EXCERPT TO READ:
------------------------

MIT-LCP · lwiklendt · Oct 9, 2024 · Oct 9, 2024
diff --git a/mimic-iv-ed/buildmimic/duckdb/README.md b/mimic-iv-ed/buildmimic/duckdb/README.md
@@ -0,0 +1,96 @@
+# DuckDB
+
+The script in this folder creates the schema for MIMIC-IV-ED and
+loads the data into the appropriate tables for
+[DuckDB](https://duckdb.org/).
+DuckDB, like SQLite, is serverless and
+stores all information in a single file.
+Unlike SQLite, an OLTP database,
+DuckDB is an OLAP database, and therefore optimized for analytical queries.
+This will result in faster queries for researchers using MIMIC-IV-ED
+with DuckDB compared to SQLite.
+To learn more, please read their ["why duckdb"](https://duckdb.org/docs/why_duckdb)
+page.
+
+The instructions to load MIMIC-IV-ED into a DuckDB
+only require:
+1. DuckDB to be installed and
+2. Your computer to have a POSIX-compliant terminal shell,
+   which is already found by default on any Mac OSX, Linux, or BSD installation.

------------------------

DATA SUPPLIED:
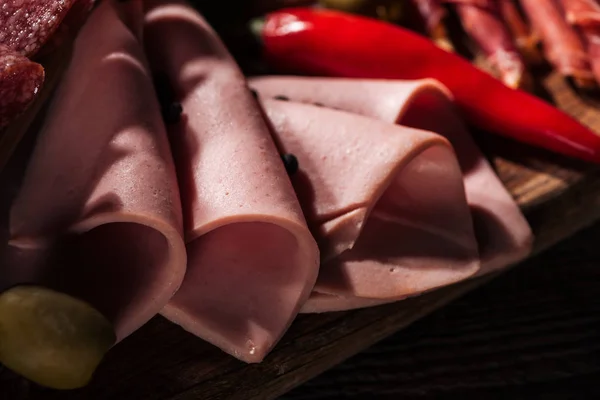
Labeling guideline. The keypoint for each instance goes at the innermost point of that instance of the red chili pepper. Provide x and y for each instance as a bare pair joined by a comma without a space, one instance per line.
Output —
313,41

------------------------

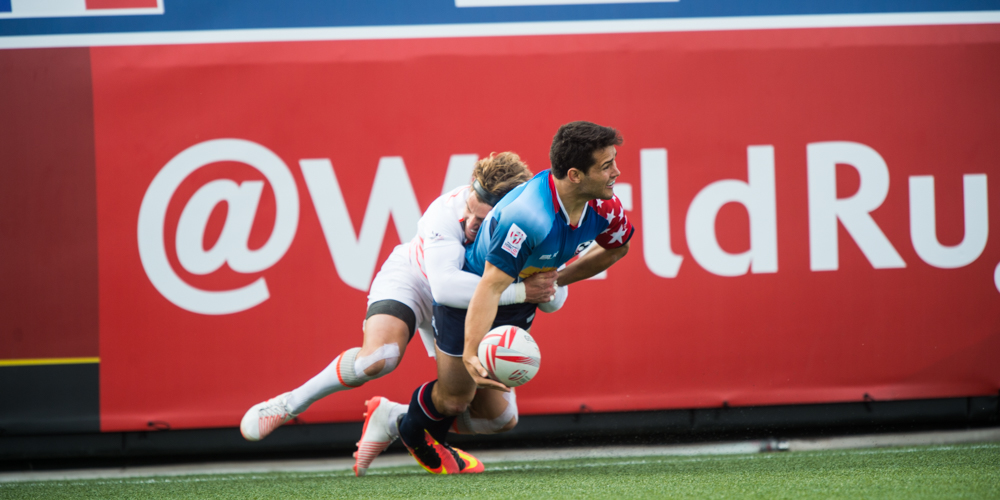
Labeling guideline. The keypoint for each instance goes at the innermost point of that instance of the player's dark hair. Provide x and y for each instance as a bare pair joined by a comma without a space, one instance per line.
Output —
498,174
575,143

------------------------

SHORT PROBLEM: Carry on the DuckDB README for MIMIC-IV-ED above, starting right after its last line.

OUTPUT OF THE TASK:
+
+To use these instructions on Windows,
+you need a Unix command line environment,
+which you can obtain by either installing
+[Windows Subsystem for Linux](https://docs.microsoft.com/en-us/windows/wsl/install-win10)
+or [Cygwin](https://www.cygwin.com/).
+
+## Set-up
+
+### Quick overview
+
+1. [Install](https://duckdb.org/docs/installation/) the CLI version of DuckDB
+2. [Download](https://physionet.org/content/mimic-iv-ed/2.2/) the MIMIC-IV-ED files
+3. Create DuckDB database and load data
+
+### Install DuckDB
+
+Follow instructions on their website to
+[install](https://duckdb.org/docs/installation/)
+the CLI version of DuckDB.
+
+You will need to place the `duckdb` binary in a folder on your environment path,
+e.g. `/usr/local/bin`.
+
+### Download MIMIC-IV-ED files
+
+Download the CSV files for [MIMIC-IV-ED](https://physionet.org/content/mimic-iv-ed/2.2/)
+by any method you wish.
+These instructions were tested with MIMIC-IV-ED v2.2.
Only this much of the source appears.